■ **Exercise brief**: Lay out every line of the data below as a JSON list of strings, one string per line, skipping blank lines and leaving out the pictures.

■ **Extracted entries**:
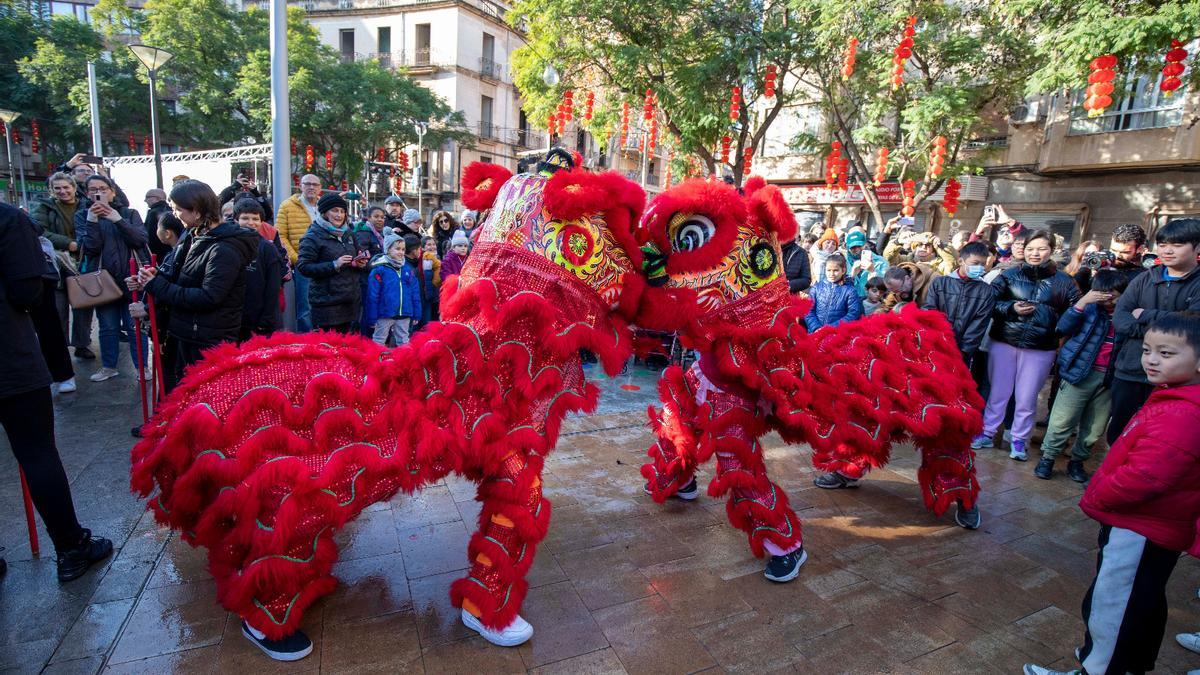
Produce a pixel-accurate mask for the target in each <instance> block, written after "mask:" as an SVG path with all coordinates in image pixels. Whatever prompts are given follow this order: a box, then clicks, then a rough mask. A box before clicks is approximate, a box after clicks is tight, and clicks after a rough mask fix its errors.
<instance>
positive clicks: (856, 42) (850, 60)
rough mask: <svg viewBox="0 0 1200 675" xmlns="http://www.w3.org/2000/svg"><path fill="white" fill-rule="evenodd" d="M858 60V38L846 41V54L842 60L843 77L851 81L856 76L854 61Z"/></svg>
mask: <svg viewBox="0 0 1200 675" xmlns="http://www.w3.org/2000/svg"><path fill="white" fill-rule="evenodd" d="M857 58H858V38H857V37H851V38H850V40H847V41H846V54H845V56H842V60H841V77H844V78H846V79H850V76H852V74H854V60H856V59H857Z"/></svg>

■ **Answer space**:
[
  "Produce a pixel-accurate mask for the target in each <instance> block, written after \"mask:\" as an SVG path with all coordinates in image pixels. Whatever prompts are given follow this order: a box, then clicks, then a rough mask. A box before clicks is approximate, a box after clicks is tight, and clicks after a rough mask fix its errors.",
  "<instance>",
  "positive clicks: (856, 42) (850, 60)",
  "rough mask: <svg viewBox=\"0 0 1200 675\" xmlns=\"http://www.w3.org/2000/svg\"><path fill=\"white\" fill-rule=\"evenodd\" d=\"M858 60V38L846 41V54L842 60L843 77L851 81L856 76L854 61Z\"/></svg>",
  "mask: <svg viewBox=\"0 0 1200 675\" xmlns=\"http://www.w3.org/2000/svg\"><path fill=\"white\" fill-rule=\"evenodd\" d=\"M857 58H858V38H857V37H851V38H850V40H847V41H846V54H845V56H842V60H841V77H844V78H846V79H850V76H852V74H854V60H856V59H857Z\"/></svg>"
]